▶ RECORDS SHOWN
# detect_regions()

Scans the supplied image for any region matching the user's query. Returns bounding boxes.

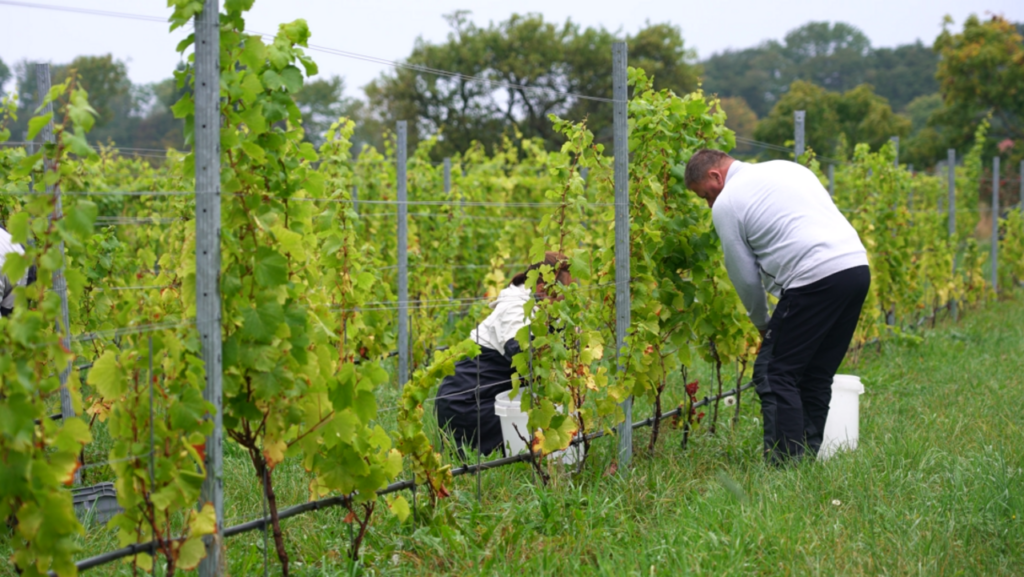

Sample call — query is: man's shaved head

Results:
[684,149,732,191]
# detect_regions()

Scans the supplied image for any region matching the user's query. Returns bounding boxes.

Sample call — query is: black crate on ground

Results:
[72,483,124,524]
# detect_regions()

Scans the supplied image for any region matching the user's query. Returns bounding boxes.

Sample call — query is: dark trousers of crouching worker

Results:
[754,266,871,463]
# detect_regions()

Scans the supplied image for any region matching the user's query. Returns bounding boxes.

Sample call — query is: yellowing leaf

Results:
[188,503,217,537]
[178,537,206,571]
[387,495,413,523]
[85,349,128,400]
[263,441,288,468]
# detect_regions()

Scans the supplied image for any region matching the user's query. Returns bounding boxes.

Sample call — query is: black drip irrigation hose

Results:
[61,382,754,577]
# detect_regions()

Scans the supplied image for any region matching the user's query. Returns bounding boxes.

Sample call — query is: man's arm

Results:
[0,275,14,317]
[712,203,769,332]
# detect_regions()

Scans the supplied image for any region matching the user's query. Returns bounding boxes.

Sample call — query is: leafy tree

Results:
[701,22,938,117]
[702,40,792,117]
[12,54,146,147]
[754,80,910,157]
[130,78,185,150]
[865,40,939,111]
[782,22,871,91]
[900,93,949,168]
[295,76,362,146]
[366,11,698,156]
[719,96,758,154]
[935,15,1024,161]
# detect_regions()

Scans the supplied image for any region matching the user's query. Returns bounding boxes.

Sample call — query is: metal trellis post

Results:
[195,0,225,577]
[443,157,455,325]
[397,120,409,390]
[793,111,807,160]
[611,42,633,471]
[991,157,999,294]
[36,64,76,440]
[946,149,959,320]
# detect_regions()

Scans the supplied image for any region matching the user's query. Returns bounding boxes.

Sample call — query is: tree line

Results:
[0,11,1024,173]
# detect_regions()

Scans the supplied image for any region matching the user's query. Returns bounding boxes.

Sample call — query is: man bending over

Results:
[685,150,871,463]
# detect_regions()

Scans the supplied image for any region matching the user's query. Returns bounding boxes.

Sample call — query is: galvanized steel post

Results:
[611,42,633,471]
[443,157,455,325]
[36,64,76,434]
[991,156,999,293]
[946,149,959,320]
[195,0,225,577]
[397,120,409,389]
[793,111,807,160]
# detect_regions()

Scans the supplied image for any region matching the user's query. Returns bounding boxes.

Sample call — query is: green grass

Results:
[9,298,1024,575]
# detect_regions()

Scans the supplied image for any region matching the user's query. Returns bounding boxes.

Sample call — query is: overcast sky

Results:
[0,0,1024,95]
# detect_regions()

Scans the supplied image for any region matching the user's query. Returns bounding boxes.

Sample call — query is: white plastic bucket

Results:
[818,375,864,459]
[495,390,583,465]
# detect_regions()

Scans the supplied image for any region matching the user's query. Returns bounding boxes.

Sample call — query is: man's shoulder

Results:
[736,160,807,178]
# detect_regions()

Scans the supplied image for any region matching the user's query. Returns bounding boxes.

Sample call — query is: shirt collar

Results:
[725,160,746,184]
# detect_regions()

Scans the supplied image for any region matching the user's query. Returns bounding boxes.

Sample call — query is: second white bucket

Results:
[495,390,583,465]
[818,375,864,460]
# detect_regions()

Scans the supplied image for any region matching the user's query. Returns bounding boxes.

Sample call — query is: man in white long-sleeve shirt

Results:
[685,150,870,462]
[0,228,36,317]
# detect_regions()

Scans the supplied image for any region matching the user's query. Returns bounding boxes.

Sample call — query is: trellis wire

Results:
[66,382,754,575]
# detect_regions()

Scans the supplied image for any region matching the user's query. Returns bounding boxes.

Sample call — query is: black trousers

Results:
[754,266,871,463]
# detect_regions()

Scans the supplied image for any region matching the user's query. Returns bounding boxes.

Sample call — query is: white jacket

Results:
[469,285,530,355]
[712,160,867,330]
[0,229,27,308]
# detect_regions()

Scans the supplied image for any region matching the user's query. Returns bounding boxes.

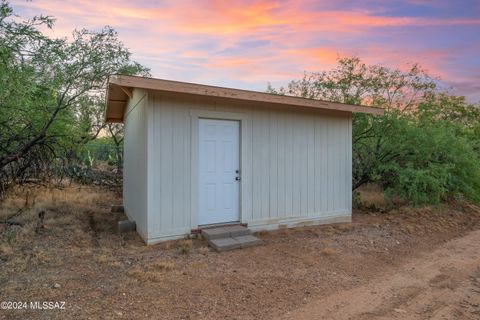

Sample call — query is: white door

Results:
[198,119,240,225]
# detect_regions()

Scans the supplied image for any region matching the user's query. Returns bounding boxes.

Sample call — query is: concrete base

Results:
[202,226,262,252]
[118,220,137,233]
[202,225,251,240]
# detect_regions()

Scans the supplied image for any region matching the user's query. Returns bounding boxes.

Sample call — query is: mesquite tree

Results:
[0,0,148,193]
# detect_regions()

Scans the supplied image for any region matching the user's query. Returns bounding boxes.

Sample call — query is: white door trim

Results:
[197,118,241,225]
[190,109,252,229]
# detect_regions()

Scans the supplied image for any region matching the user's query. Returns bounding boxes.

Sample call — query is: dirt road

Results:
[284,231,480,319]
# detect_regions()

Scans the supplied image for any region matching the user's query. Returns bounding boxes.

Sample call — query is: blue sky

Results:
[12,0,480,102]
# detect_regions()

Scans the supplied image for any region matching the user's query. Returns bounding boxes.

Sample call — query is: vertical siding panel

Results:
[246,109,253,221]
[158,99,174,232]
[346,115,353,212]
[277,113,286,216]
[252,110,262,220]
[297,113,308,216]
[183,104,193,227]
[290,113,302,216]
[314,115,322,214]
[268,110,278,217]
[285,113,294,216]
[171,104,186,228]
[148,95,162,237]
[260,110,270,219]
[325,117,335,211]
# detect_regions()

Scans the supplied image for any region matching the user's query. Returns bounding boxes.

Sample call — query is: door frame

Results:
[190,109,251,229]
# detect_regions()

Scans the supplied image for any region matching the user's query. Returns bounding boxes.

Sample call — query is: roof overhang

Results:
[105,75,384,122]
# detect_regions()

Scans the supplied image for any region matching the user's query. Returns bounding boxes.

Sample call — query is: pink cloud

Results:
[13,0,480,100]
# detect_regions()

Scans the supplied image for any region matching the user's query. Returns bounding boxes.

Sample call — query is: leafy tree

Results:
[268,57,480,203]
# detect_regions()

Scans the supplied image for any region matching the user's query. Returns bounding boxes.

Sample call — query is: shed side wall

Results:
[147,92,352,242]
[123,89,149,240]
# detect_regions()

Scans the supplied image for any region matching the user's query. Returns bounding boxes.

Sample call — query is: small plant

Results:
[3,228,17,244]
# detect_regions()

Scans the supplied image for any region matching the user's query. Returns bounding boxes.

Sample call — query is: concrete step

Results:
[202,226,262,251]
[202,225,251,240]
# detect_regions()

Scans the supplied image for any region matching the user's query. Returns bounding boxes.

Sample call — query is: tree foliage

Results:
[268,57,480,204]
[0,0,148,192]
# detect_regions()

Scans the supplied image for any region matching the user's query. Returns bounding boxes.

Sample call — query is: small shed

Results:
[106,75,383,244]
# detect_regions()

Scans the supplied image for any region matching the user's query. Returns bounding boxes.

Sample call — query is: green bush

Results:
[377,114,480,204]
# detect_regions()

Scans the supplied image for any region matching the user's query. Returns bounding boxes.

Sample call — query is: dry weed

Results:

▶ GIVEN INSTRUCTION
Write out the listing above line for line, leaving the pictures out.

▶ EXERCISE RESULT
# detect_regions()

Scans the supplied image for any region matching the user's query. Returns bounding boxes.


Sample call — query is: man's shaved head

Results:
[684,149,732,191]
# detect_regions()

Scans the supplied image for any region matching the user's query. Returns bounding boxes.

Sample call — query is: black crate on ground

Results:
[72,483,124,524]
# detect_regions()

Scans the supplied image for any region matching the user's query. Returns bounding boxes.

Sample call — query is: dark trousers of crouching worker

Results:
[754,266,871,463]
# detect_regions()

Scans the supplied image for any region matching the user's query. Returns bounding boxes.

Sample call — query is: yellowing leaf

Results:
[188,503,217,537]
[178,537,206,571]
[387,495,413,523]
[85,349,128,400]
[263,441,288,468]
# detect_regions()

Scans the supplied image for any region matching the user's query. Returns bounding boxes.

Sample call — query is: black drip irrigation hose

Results:
[61,382,754,577]
# detect_regions()

Scans the supplied image for any region matching the user's query. Returns bounding boxes.

Sample call — query is: man's arm

Results:
[0,275,14,317]
[712,203,769,332]
# detect_regions()

Scans the supplied image for any region matching the user's query. Returns bounding boxes.

Sample call — query is: leafy tree

Results:
[701,22,938,117]
[702,40,792,117]
[12,54,146,147]
[754,80,910,157]
[130,78,185,150]
[865,40,939,111]
[782,22,871,91]
[900,93,949,168]
[295,76,362,146]
[366,11,698,156]
[719,96,758,154]
[935,15,1024,161]
# detect_regions()

Scans the supplied image for any region matching the user's query. Returns bounding boxes.

Sample call — query is: metal trellis post

Results:
[195,0,225,577]
[443,157,455,325]
[397,120,409,390]
[793,111,807,160]
[611,42,633,471]
[991,157,999,294]
[36,64,76,440]
[946,149,959,320]
# detect_regions()

Scans the supplied image for any region matching the user's query. Returns bounding boxes.

Sample call — query is: tree line

Results:
[0,11,1024,173]
# detect_regions()

Scans the supplied image for any region matching the user's query. Returns bounding boxes.

Sample call — query is: man bending over

Results:
[685,150,871,463]
# detect_regions()

Scans the supplied image for any region matching the user's query. Returns bounding boxes.

Sample call — query is: galvanized steel post

Results:
[611,42,633,471]
[443,157,455,325]
[36,64,76,434]
[991,156,999,293]
[946,149,959,320]
[195,0,225,577]
[397,120,409,389]
[793,111,807,160]
# detect_regions()

Scans the supplied image for any region matching the user's query. Returns bounding boxes.

Sample call — query is: green grass

Results:
[9,298,1024,575]
# detect_regions()

Scans the supplied image for any region matching the user's query. Returns bounding boxes.

Sample call — query is: overcast sky

Results:
[0,0,1024,95]
# detect_regions()

Scans the supplied image for any region matching the user's query. Returns bounding boxes.

Sample call — query is: white plastic bucket

Results:
[818,375,864,459]
[495,390,583,465]
# detect_regions()

Scans the supplied image for any region matching the user's query. Returns bounding boxes.

Sample call — query is: man's shoulder

Results:
[736,160,807,178]
# detect_regions()

Scans the supplied image for any region matching the user's query. Returns bounding boxes.

Sample call — query is: shirt collar

Results:
[725,160,746,184]
# detect_regions()

Scans the supplied image for any region matching the user's query. Returns bounding boxes.

Sample call — query is: second white bucket

Results:
[495,390,583,465]
[818,375,864,460]
# detect_regions()

Scans the supplied image for any region matching the user's query. Returns bounding boxes.

Sample call — query is: man in white long-sleeve shirt

Results:
[685,150,870,462]
[0,228,36,317]
# detect_regions()

Scans the supplied image for any region matching the user's query. Returns bounding boxes.

Sample call — query is: trellis wire

Results:
[66,382,754,575]
# detect_regions()

Scans the supplied image for any region matching the user's query. Returns bounding boxes.

Sample call — query is: black trousers

Results:
[754,266,871,463]
# detect_regions()

Scans the supplied image for any region matching the user's query. Returns bounding boxes.

Sample call — query is: white jacket

Results:
[469,285,530,355]
[712,160,867,330]
[0,229,27,308]
# detect_regions()

Scans the supplied image for any region matching the user's query. Returns bounding boxes.


Sample call — query is: white door

Results:
[198,119,240,225]
# detect_regions()

Scans the supplied image for any region matching the user's query. Returns bounding boxes.

Sample call — query is: concrete base

Results:
[202,226,262,252]
[118,220,137,233]
[202,225,251,240]
# detect_regions()

Scans the supplied image for any region matching the user's query. Returns bounding boxes.

Sample call — query is: mesquite tree

Results:
[0,0,148,193]
# detect_regions()

Scans the supplied image for any region matching the user's query. Returns bounding boxes.

Sample call — query is: white door trim

Results:
[197,118,241,225]
[190,109,252,229]
# detect_regions()

Scans the supplied image for any region matching the user's query. Returns bounding boxes.

Sample call — query is: dirt road

Results:
[284,231,480,319]
# detect_regions()

Scans the supplied image for any region matching the user's query. Returns bounding boxes.

Sample call — query is: blue sky

Results:
[12,0,480,102]
# detect_regions()

Scans the supplied image for any region matching the user's query. Returns bounding boxes.

Sample call — query is: vertical siding panel

Results:
[246,109,253,221]
[158,99,174,232]
[346,115,353,212]
[277,113,286,216]
[252,110,262,220]
[297,113,308,216]
[183,104,193,227]
[290,113,302,216]
[314,115,322,214]
[268,110,278,217]
[285,113,294,216]
[171,104,186,228]
[148,95,162,237]
[260,110,270,219]
[325,117,335,211]
# detect_regions()

Scans the supplied image for any region matching the user's query. Returns bounding boxes.

Sample call — query is: door frame

Results:
[190,109,251,229]
# detect_regions()

Scans the supplied image for any region matching the user's query. Returns bounding boxes.

Sample call — query is: roof overhang

Results:
[105,75,384,122]
# detect_regions()

Scans the supplied image for any region matching the user's query. Returns bounding boxes.

Sample call — query is: pink cloud

Results:
[13,0,480,100]
# detect_regions()

Scans the supplied image for any region matching the user's query. Returns bounding boxes.

Sample call — query is: leafy tree

Results:
[268,57,480,203]
# detect_regions()

Scans the supplied image for any region matching the user's query. Returns bounding boxes.

Sample call — query is: shed side wall

Results:
[147,92,352,242]
[123,89,149,240]
# detect_regions()

Scans the supplied image for any region matching the user's query. Returns bounding boxes.

Sample call — query is: small plant

Results:
[3,228,17,244]
# detect_regions()

Scans the supplied image for any region matching the user's query. Returns bounding boxes.

Sample call — query is: concrete step

Results:
[202,226,262,251]
[202,225,251,240]
# detect_regions()

Scans the supplied image for any region matching the user's query. Returns bounding boxes.

Sample call — query is: tree foliage

Results:
[268,57,480,204]
[0,0,148,192]
# detect_regions()

Scans the supplied image for any region matching the user's query. Returns bounding boxes.

Sample call — query is: small shed

Results:
[106,75,383,244]
# detect_regions()

Scans the supplied image for any region matching the user's query. Returns bounding boxes.

Sample call — query is: green bush

Results:
[377,114,480,204]
# detect_regions()

Scans the supplied image for any region matching the user's query. Returns bounding boxes.

Sample call — query is: dry weed

Results:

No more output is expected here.